From the text about Chlamydia pneumoniae infection, copy the part starting with "Representative sample of" and going on through "profile, and hypertension.", but swap "hypertension" for "high blood pressure".

# Text segment
↓↓↓

To assess the prevalence of Chlamydia pneumoniae (CP) seropositivity and test the hypothesis that CP infection (CPI) is associated with cardiovascular (CV) risk factors and levels of inflammatory biomarkers.


Cross-sectional survey.


Representative sample of the residents of Greve in Chianti and Bagno a Ripoli, two small towns located in the Chianti geographic area (Tuscany, Italy).


A total of 1,304 (age-range: 20-103, 79% aged> or =65) participants of the InCHIANTI study.


CP seropositivity was assessed using immunofluorescence. Previous CPI was defined as immunoglobulin (Ig) G > or =1/16 and <1/256, and recent CPI was defined as IgG > or =1/512 or IgM > or =1/16. Inflammatory markers included interleukin (IL)-6, soluble IL-6 receptor (sIL-6r), tumor necrosis factor-alpha (TNF-alpha), IL-1beta, IL-1 receptor antagonist (IL-1ra), iron, ferritin, and C-reactive protein (CRP). CV risk factors included smoking, body mass index (BMI), lipid profile, and hypertension.


The prevalence of CP seropositivity was 75%, increased with age, and was higher in men than in women (P<.01). CPI was not associated with IL-1beta, IL-1ra, iron, ferritin, CRP, BMI, lipids, and smoking. After adjusting for age and sex, previous or recent CPI was associated with higher TNF-alpha (P<.01), IL-6 (P<.03), sIL-6R (P<.01), and hypertension (P<.02). In additional age and sex-adjusted models, the associations between CPI and TNF-alpha, IL-6, sIL-6r, and hypertension appeared to be mutually independent.

↑↑↑

# Entries shown
↓↓↓

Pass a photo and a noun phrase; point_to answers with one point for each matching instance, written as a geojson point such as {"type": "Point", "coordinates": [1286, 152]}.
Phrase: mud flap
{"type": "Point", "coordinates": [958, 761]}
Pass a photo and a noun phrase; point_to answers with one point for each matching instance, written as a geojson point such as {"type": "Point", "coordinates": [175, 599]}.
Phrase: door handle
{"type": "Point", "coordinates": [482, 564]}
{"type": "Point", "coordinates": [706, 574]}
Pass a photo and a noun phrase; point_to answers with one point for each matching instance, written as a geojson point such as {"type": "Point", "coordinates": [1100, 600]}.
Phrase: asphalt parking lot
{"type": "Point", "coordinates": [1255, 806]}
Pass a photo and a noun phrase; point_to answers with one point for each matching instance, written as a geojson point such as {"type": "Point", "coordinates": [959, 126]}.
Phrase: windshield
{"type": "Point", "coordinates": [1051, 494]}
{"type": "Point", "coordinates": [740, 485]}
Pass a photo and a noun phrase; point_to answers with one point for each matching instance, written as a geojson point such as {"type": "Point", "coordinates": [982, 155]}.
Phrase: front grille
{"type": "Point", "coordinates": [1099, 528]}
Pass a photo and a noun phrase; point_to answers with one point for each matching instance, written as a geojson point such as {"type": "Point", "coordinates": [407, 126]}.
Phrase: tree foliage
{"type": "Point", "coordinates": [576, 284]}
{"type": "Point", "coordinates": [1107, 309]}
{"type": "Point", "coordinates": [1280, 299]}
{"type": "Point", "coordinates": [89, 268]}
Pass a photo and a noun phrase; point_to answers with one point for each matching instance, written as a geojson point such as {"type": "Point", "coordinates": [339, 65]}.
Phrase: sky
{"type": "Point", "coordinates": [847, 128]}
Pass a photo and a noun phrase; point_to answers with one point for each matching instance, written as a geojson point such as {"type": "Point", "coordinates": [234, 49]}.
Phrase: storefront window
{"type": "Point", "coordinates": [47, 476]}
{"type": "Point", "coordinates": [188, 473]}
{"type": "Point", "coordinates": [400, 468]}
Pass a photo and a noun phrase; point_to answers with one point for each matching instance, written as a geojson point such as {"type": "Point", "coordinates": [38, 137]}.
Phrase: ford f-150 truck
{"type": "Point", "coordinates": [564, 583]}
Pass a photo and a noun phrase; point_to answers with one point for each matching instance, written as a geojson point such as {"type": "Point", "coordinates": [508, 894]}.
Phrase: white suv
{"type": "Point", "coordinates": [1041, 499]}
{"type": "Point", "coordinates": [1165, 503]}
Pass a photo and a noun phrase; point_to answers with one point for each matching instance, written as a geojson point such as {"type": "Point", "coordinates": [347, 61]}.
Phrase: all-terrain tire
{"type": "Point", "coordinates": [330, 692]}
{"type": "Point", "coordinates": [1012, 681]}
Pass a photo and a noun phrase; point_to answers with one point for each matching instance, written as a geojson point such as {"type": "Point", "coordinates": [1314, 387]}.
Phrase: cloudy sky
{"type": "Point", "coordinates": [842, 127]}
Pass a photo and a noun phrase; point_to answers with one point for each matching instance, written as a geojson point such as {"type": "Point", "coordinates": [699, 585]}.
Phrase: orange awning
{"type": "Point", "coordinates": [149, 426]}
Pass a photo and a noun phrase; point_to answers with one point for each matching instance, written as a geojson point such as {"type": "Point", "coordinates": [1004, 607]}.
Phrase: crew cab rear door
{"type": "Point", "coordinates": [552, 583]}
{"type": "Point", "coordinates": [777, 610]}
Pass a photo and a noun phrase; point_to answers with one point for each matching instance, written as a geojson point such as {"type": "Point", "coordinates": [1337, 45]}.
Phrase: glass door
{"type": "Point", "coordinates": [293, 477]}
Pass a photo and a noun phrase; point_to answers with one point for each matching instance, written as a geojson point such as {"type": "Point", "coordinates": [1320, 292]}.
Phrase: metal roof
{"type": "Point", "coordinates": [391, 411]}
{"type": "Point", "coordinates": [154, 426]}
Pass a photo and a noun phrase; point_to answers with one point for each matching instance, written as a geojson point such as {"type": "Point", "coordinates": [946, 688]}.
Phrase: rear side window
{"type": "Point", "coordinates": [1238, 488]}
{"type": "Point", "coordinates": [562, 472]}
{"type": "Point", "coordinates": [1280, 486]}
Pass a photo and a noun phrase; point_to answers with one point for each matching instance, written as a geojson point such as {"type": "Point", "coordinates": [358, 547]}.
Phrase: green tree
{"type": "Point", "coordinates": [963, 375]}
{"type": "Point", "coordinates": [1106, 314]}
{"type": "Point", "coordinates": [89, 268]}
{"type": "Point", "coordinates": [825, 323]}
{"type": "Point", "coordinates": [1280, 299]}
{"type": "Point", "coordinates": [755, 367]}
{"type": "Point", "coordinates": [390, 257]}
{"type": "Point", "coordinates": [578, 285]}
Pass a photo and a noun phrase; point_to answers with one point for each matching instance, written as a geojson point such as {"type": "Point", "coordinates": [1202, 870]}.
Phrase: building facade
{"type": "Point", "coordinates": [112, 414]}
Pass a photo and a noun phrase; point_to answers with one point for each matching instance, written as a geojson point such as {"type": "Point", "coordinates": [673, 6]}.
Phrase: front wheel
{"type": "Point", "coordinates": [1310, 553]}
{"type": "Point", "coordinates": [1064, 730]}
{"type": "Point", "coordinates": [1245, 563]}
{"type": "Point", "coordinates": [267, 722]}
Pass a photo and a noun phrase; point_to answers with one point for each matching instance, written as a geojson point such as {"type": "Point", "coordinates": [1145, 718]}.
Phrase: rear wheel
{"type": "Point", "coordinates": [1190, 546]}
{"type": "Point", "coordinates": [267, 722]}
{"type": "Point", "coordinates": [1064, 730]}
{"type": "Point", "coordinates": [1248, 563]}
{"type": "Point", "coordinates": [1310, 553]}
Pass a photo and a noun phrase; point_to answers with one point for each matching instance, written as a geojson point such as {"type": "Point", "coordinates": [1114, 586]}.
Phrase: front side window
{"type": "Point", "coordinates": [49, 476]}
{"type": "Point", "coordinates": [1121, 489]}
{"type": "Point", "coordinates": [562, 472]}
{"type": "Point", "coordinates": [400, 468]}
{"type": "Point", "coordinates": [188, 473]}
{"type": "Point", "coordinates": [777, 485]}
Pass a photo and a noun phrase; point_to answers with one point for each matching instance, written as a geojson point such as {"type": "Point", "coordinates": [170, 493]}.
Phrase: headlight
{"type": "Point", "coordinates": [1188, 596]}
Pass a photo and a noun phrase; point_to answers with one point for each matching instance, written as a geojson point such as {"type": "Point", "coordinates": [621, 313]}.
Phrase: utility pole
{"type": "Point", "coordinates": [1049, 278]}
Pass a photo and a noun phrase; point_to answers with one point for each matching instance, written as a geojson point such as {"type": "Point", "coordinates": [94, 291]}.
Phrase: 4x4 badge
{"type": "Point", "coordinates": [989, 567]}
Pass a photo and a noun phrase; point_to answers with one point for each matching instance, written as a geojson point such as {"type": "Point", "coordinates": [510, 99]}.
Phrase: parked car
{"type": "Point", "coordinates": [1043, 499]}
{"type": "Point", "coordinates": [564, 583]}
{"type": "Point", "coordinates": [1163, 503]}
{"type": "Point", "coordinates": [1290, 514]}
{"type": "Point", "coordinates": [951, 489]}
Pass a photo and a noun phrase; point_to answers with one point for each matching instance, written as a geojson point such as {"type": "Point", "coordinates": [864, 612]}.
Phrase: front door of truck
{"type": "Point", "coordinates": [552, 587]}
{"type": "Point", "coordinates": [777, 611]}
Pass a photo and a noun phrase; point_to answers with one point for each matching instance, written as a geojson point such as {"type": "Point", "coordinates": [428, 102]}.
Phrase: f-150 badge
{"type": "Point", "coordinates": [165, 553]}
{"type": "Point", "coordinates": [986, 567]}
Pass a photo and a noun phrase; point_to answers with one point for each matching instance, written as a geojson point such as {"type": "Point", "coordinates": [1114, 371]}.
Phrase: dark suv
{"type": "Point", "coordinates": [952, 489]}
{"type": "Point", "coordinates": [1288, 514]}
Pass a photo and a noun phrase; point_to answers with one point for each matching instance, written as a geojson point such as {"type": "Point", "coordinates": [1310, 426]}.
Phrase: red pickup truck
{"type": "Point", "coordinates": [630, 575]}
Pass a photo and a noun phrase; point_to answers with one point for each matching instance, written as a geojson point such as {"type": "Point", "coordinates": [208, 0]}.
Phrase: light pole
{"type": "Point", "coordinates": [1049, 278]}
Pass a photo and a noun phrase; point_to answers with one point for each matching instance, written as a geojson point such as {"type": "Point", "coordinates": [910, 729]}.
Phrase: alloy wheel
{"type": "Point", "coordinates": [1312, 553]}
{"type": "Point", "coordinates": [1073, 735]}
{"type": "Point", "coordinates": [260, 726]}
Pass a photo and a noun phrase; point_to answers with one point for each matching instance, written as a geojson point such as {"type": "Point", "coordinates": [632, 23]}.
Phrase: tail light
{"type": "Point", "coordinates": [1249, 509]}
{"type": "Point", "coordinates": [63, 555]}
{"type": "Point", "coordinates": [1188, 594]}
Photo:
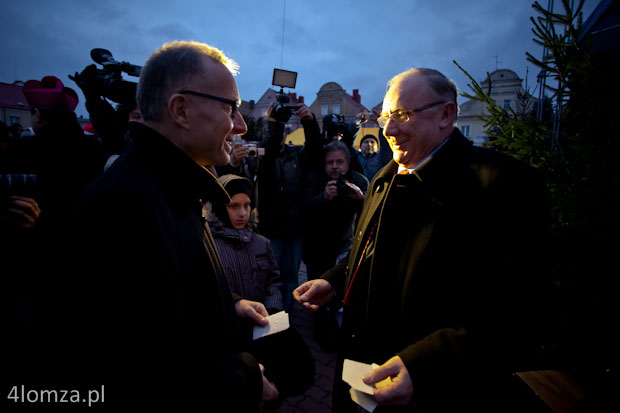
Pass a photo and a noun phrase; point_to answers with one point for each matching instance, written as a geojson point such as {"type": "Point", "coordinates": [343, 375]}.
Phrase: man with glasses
{"type": "Point", "coordinates": [159, 322]}
{"type": "Point", "coordinates": [445, 251]}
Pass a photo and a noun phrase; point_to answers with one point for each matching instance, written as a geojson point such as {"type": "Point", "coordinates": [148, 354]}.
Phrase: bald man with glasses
{"type": "Point", "coordinates": [447, 246]}
{"type": "Point", "coordinates": [158, 323]}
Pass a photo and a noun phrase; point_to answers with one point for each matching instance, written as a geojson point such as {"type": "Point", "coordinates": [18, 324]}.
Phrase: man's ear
{"type": "Point", "coordinates": [178, 107]}
{"type": "Point", "coordinates": [447, 115]}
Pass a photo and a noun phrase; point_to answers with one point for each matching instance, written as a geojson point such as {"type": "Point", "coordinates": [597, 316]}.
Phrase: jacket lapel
{"type": "Point", "coordinates": [377, 191]}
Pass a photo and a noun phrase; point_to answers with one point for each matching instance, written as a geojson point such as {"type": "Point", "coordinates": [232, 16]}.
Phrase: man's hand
{"type": "Point", "coordinates": [399, 391]}
{"type": "Point", "coordinates": [22, 211]}
{"type": "Point", "coordinates": [355, 192]}
{"type": "Point", "coordinates": [253, 310]}
{"type": "Point", "coordinates": [240, 151]}
{"type": "Point", "coordinates": [270, 391]}
{"type": "Point", "coordinates": [331, 190]}
{"type": "Point", "coordinates": [314, 294]}
{"type": "Point", "coordinates": [304, 112]}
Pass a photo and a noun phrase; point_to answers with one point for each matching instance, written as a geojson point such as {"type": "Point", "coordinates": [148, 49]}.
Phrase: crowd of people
{"type": "Point", "coordinates": [145, 257]}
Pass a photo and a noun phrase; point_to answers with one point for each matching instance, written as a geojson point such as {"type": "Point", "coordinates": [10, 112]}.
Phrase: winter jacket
{"type": "Point", "coordinates": [249, 264]}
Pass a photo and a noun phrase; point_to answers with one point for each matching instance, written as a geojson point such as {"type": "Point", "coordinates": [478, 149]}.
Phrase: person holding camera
{"type": "Point", "coordinates": [333, 200]}
{"type": "Point", "coordinates": [281, 182]}
{"type": "Point", "coordinates": [244, 160]}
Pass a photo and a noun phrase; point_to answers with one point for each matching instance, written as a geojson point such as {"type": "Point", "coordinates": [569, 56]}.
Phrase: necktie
{"type": "Point", "coordinates": [369, 241]}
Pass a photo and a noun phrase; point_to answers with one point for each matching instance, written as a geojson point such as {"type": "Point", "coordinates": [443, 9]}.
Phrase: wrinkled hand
{"type": "Point", "coordinates": [270, 391]}
{"type": "Point", "coordinates": [304, 112]}
{"type": "Point", "coordinates": [355, 192]}
{"type": "Point", "coordinates": [252, 310]}
{"type": "Point", "coordinates": [314, 294]}
{"type": "Point", "coordinates": [331, 190]}
{"type": "Point", "coordinates": [22, 211]}
{"type": "Point", "coordinates": [399, 391]}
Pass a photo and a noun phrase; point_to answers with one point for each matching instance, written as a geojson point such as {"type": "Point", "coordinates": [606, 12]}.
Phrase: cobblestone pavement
{"type": "Point", "coordinates": [318, 399]}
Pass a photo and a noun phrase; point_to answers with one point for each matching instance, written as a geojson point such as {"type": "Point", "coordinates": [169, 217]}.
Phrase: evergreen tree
{"type": "Point", "coordinates": [577, 150]}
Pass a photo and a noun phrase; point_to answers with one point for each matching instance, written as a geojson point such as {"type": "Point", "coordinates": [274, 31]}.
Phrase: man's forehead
{"type": "Point", "coordinates": [403, 93]}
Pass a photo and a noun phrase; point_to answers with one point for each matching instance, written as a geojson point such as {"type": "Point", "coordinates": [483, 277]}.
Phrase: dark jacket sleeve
{"type": "Point", "coordinates": [273, 295]}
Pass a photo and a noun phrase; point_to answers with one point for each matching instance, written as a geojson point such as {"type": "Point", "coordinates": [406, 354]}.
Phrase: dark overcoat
{"type": "Point", "coordinates": [450, 281]}
{"type": "Point", "coordinates": [153, 314]}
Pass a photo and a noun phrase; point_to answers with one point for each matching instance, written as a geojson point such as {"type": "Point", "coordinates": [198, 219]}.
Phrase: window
{"type": "Point", "coordinates": [465, 130]}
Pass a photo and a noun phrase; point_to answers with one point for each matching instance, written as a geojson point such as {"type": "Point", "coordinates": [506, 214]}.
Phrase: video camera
{"type": "Point", "coordinates": [108, 81]}
{"type": "Point", "coordinates": [342, 187]}
{"type": "Point", "coordinates": [334, 124]}
{"type": "Point", "coordinates": [283, 78]}
{"type": "Point", "coordinates": [254, 151]}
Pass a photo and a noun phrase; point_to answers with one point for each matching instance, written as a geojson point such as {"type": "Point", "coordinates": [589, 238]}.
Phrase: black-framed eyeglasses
{"type": "Point", "coordinates": [234, 104]}
{"type": "Point", "coordinates": [402, 116]}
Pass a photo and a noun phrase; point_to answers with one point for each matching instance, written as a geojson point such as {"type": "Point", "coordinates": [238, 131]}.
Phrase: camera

↑↑↑

# Solution
Representative sample of the residents of Greve in Chianti and Bagno a Ripoli, two small towns located in the Chianti geographic area (Tuscany, Italy).


A total of 1,304 (age-range: 20-103, 79% aged> or =65) participants of the InCHIANTI study.


CP seropositivity was assessed using immunofluorescence. Previous CPI was defined as immunoglobulin (Ig) G > or =1/16 and <1/256, and recent CPI was defined as IgG > or =1/512 or IgM > or =1/16. Inflammatory markers included interleukin (IL)-6, soluble IL-6 receptor (sIL-6r), tumor necrosis factor-alpha (TNF-alpha), IL-1beta, IL-1 receptor antagonist (IL-1ra), iron, ferritin, and C-reactive protein (CRP). CV risk factors included smoking, body mass index (BMI), lipid profile, and high blood pressure.